DATA SECTION =>
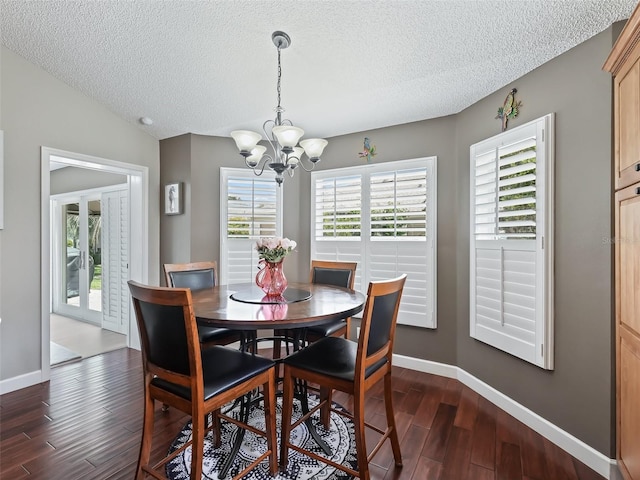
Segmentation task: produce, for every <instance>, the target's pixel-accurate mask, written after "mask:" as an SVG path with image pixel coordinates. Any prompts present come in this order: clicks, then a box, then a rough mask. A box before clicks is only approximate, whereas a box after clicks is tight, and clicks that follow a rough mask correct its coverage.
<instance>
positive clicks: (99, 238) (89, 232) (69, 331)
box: [41, 147, 148, 381]
mask: <svg viewBox="0 0 640 480" xmlns="http://www.w3.org/2000/svg"><path fill="white" fill-rule="evenodd" d="M147 198H148V168H147V167H142V166H139V165H134V164H127V163H122V162H116V161H112V160H107V159H102V158H97V157H92V156H87V155H83V154H76V153H72V152H65V151H60V150H54V149H50V148H46V147H43V148H42V282H41V283H42V290H41V291H42V379H43V381H46V380H48V379H49V375H50V366H51V364H54V363H55V364H57V363H62V362H65V361H68V360H69V359H72V358H73V357H74V356H75V357H80V358H83V357H87V356H92V355H95V354H98V353H101V352H102V351H109V350H113V349H115V348H121V347H125V346H129V347H132V348H140V340H139V337H138V333H137V326H136V325H135V319H134V318H133V317H132V315H131V310H130V308H129V307H130V299H129V294H128V288H127V285H126V282H127V280H129V279H134V280H138V281H140V282H143V283H144V282H146V281H147V279H148V219H147V214H146V212H147Z"/></svg>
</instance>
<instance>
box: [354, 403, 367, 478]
mask: <svg viewBox="0 0 640 480" xmlns="http://www.w3.org/2000/svg"><path fill="white" fill-rule="evenodd" d="M353 424H354V427H355V432H354V433H355V437H356V453H357V456H358V468H357V470H358V471H359V472H360V479H361V480H370V477H369V462H368V461H367V442H366V440H365V434H364V428H365V426H364V392H362V391H360V392H356V393H355V394H354V396H353Z"/></svg>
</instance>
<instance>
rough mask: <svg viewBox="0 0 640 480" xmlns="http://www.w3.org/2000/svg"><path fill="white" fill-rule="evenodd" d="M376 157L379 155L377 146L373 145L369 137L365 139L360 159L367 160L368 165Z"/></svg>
mask: <svg viewBox="0 0 640 480" xmlns="http://www.w3.org/2000/svg"><path fill="white" fill-rule="evenodd" d="M375 155H377V153H376V146H375V145H371V141H370V140H369V137H364V150H363V151H362V152H358V156H359V157H360V158H366V159H367V163H371V158H372V157H374V156H375Z"/></svg>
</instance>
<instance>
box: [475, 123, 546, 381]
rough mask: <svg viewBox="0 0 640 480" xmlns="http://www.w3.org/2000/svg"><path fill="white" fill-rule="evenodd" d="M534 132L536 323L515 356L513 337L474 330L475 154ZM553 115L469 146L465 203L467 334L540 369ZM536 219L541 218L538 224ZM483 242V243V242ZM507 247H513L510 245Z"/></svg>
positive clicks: (477, 329) (475, 247) (475, 306)
mask: <svg viewBox="0 0 640 480" xmlns="http://www.w3.org/2000/svg"><path fill="white" fill-rule="evenodd" d="M532 128H535V129H536V139H537V142H536V143H537V147H536V158H537V160H536V171H537V173H536V175H537V178H539V179H542V180H543V182H541V183H540V182H537V183H536V189H537V195H536V198H537V206H536V223H537V224H536V239H535V251H536V284H537V287H536V292H537V294H536V307H535V308H536V320H535V345H534V347H533V351H531V352H530V353H529V354H527V355H525V356H523V355H520V354H518V353H517V351H518V348H517V347H516V346H515V345H514V342H516V340H514V339H513V338H511V339H510V338H509V337H508V336H507V335H503V336H501V337H500V338H498V337H499V335H498V337H494V338H487V337H486V336H483V335H482V334H481V332H479V331H478V329H477V328H476V321H475V319H476V302H475V291H476V276H475V268H476V245H477V244H476V239H475V214H474V212H475V197H474V186H475V174H474V172H475V156H476V155H475V151H476V150H479V149H480V148H482V149H484V150H486V149H487V146H493V145H495V147H496V148H498V147H499V146H500V145H508V144H511V143H513V142H514V141H515V140H517V139H519V138H521V136H522V132H523V131H526V130H531V129H532ZM554 130H555V128H554V114H548V115H545V116H544V117H541V118H539V119H537V120H533V121H531V122H528V123H526V124H524V125H521V126H518V127H516V128H514V129H512V130H509V131H508V132H503V133H501V134H498V135H496V136H494V137H491V138H489V139H487V140H484V141H482V142H479V143H477V144H474V145H472V146H471V147H470V174H469V189H470V190H469V191H470V195H469V197H470V198H469V203H470V209H469V212H470V219H469V221H470V228H469V239H470V241H469V244H470V256H469V279H470V288H469V297H470V302H469V314H470V315H469V317H470V318H469V323H470V335H471V337H473V338H476V339H478V340H481V341H483V342H485V343H489V344H490V345H492V346H494V347H496V348H500V349H502V350H504V351H506V352H508V353H510V354H512V355H514V356H517V357H519V358H522V359H524V360H526V361H529V362H530V363H533V364H535V365H537V366H539V367H541V368H544V369H547V370H551V369H553V367H554V355H553V351H554V344H553V340H554V339H553V328H554V316H553V313H554V308H553V305H554V299H553V288H554V285H553V283H554V278H553V272H554V269H553V265H554V245H553V244H554V241H553V239H554V232H553V225H554V190H555V188H554ZM540 219H542V220H541V221H540ZM533 241H534V240H494V241H491V242H493V243H496V244H498V243H499V244H504V245H505V246H507V245H509V242H533ZM485 242H487V241H485ZM511 245H514V244H513V243H512V244H511Z"/></svg>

TASK OBJECTIVE => Make an exact copy of every entry above, minus the images.

ANSWER SECTION =>
Segmentation task: produce, for every <instance>, the target's pixel-accurate mask, written after "mask:" as an SVG path with image pixel coordinates. Any prompts present come in this order: clicks, then a box, then a rough mask. A box before clicks is only approximate, whereas a box after clicks is tight, and clicks that follow a rough mask correct its coverage.
<instance>
positive clicks: (99, 238) (89, 232) (69, 331)
box: [41, 147, 148, 381]
mask: <svg viewBox="0 0 640 480" xmlns="http://www.w3.org/2000/svg"><path fill="white" fill-rule="evenodd" d="M147 198H148V168H147V167H142V166H139V165H134V164H127V163H122V162H116V161H112V160H107V159H102V158H97V157H92V156H87V155H83V154H76V153H72V152H65V151H60V150H54V149H50V148H46V147H43V148H42V282H41V283H42V290H41V291H42V379H43V381H46V380H48V379H49V375H50V366H51V364H54V363H55V364H57V363H62V362H65V361H68V360H69V359H72V358H73V357H74V356H75V357H80V358H83V357H87V356H92V355H95V354H98V353H101V352H102V351H109V350H113V349H115V348H121V347H125V346H129V347H132V348H140V340H139V337H138V333H137V326H136V325H135V319H134V318H133V317H132V315H131V310H130V308H129V307H130V299H129V294H128V288H127V285H126V282H127V280H129V279H134V280H138V281H140V282H143V283H144V282H146V281H147V279H148V219H147V214H146V212H147Z"/></svg>
</instance>
<instance>
box: [354, 403, 367, 478]
mask: <svg viewBox="0 0 640 480" xmlns="http://www.w3.org/2000/svg"><path fill="white" fill-rule="evenodd" d="M353 424H354V427H355V432H354V433H355V437H356V453H357V456H358V468H357V470H358V471H359V472H360V479H361V480H370V477H369V462H368V461H367V442H366V440H365V434H364V428H365V426H364V392H362V391H360V392H356V393H355V394H354V396H353Z"/></svg>
</instance>
<instance>
rough mask: <svg viewBox="0 0 640 480" xmlns="http://www.w3.org/2000/svg"><path fill="white" fill-rule="evenodd" d="M376 157L379 155L377 146L373 145L369 137L365 139L360 159L367 160L368 165Z"/></svg>
mask: <svg viewBox="0 0 640 480" xmlns="http://www.w3.org/2000/svg"><path fill="white" fill-rule="evenodd" d="M375 155H377V153H376V146H375V145H371V141H370V140H369V137H364V150H363V151H362V152H358V156H359V157H360V158H366V159H367V163H371V158H372V157H374V156H375Z"/></svg>
</instance>
<instance>
box: [475, 123, 546, 381]
rough mask: <svg viewBox="0 0 640 480" xmlns="http://www.w3.org/2000/svg"><path fill="white" fill-rule="evenodd" d="M534 132L536 323L515 356L513 337L474 330L475 154ZM553 115L469 146L465 203L467 334L540 369ZM536 219L541 218L538 224ZM483 242V243V242ZM507 247H513L510 245Z"/></svg>
positive clicks: (477, 329) (475, 247) (475, 306)
mask: <svg viewBox="0 0 640 480" xmlns="http://www.w3.org/2000/svg"><path fill="white" fill-rule="evenodd" d="M532 128H535V129H536V139H537V142H536V143H537V147H536V158H537V160H536V171H537V173H536V175H537V178H539V179H542V180H543V182H541V183H540V182H537V183H536V189H537V195H536V198H537V206H536V223H537V224H536V239H535V251H536V284H537V287H536V292H537V294H536V307H535V308H536V320H535V345H534V347H533V351H531V352H530V353H529V354H527V355H525V356H523V355H520V354H518V353H517V351H518V348H517V347H516V346H515V345H514V342H516V340H514V339H513V338H511V339H510V338H509V337H508V336H507V335H503V336H501V337H500V338H498V337H499V335H498V337H494V338H487V337H486V336H483V335H482V334H481V332H479V331H478V329H477V328H476V321H475V319H476V302H475V291H476V276H475V268H476V245H477V244H476V239H475V214H474V212H475V197H474V186H475V174H474V172H475V156H476V155H475V151H476V150H479V149H480V148H482V149H484V150H486V149H487V146H493V145H495V147H496V148H498V147H499V146H500V145H508V144H511V143H513V142H514V141H515V140H517V139H519V138H521V136H522V132H523V131H526V130H531V129H532ZM554 130H555V128H554V114H548V115H545V116H544V117H541V118H539V119H537V120H533V121H531V122H528V123H526V124H524V125H521V126H518V127H516V128H514V129H512V130H509V131H508V132H503V133H501V134H498V135H496V136H494V137H491V138H489V139H487V140H484V141H482V142H479V143H477V144H474V145H472V146H471V147H470V174H469V189H470V190H469V191H470V195H469V197H470V198H469V203H470V209H469V212H470V219H469V221H470V228H469V239H470V241H469V244H470V256H469V279H470V288H469V297H470V302H469V314H470V315H469V317H470V318H469V323H470V335H471V337H473V338H476V339H478V340H481V341H483V342H485V343H489V344H490V345H492V346H494V347H496V348H500V349H502V350H504V351H506V352H508V353H510V354H512V355H514V356H517V357H519V358H522V359H524V360H526V361H529V362H530V363H533V364H535V365H537V366H539V367H541V368H544V369H547V370H551V369H553V367H554V355H553V351H554V344H553V340H554V339H553V328H554V316H553V313H554V308H553V305H554V299H553V288H554V285H553V283H554V278H553V272H554V269H553V265H554V245H553V244H554V241H553V239H554V232H553V225H554V190H555V188H554ZM540 219H542V220H541V221H540ZM533 241H534V240H494V241H491V242H493V243H496V244H498V243H499V244H504V245H505V246H507V245H509V242H533ZM485 242H487V241H485ZM511 245H514V244H513V243H512V244H511Z"/></svg>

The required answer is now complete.